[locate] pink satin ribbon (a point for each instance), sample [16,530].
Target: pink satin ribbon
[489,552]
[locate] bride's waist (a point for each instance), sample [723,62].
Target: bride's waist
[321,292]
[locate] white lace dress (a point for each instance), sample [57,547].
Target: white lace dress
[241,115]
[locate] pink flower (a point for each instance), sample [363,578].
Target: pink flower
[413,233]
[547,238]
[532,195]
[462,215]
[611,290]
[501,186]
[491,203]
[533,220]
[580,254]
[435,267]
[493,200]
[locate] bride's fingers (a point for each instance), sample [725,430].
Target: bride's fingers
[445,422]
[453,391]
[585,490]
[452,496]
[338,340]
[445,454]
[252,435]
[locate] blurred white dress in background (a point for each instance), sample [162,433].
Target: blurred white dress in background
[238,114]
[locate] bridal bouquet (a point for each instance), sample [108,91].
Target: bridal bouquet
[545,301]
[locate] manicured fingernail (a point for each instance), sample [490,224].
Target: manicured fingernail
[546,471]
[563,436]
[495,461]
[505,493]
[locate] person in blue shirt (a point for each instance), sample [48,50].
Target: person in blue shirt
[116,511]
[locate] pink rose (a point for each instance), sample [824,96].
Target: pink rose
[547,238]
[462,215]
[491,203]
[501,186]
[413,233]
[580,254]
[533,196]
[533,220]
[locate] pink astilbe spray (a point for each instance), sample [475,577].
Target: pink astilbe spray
_ _ _ _
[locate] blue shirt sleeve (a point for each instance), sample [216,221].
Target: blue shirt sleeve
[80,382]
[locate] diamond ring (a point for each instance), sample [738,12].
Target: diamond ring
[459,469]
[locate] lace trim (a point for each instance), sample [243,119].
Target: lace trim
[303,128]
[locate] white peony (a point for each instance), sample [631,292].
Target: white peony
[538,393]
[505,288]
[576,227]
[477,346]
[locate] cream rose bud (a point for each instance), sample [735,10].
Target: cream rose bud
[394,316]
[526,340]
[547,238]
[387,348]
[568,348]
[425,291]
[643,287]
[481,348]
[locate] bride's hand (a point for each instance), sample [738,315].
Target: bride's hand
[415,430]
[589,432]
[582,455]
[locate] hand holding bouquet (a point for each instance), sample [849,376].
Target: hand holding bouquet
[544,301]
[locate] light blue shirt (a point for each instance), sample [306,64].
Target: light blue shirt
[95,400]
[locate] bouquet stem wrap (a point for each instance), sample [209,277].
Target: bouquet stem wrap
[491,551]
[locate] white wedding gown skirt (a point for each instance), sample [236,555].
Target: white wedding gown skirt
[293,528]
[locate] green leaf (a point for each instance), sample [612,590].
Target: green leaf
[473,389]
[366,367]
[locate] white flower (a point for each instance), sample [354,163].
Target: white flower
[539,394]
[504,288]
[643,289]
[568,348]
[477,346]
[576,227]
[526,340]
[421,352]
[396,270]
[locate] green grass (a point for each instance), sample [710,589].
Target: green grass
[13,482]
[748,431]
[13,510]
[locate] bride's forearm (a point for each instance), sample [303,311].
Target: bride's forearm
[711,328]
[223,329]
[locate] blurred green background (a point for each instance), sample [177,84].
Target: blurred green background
_ _ _ _
Convert the data above into a JSON list of strings with one string per line, leaving out blank lines. Begin at the line that has "[locate] bride's forearm" and stop after the line that has "Target: blurred green background".

» **CORRECT RESULT**:
[
  "[locate] bride's forearm (a point for each instance), sample [303,311].",
  "Target: bride's forearm",
  "[711,328]",
  "[223,329]",
  "[locate] blurred green background (a point for each instance), sample [177,84].",
  "Target: blurred green background"
]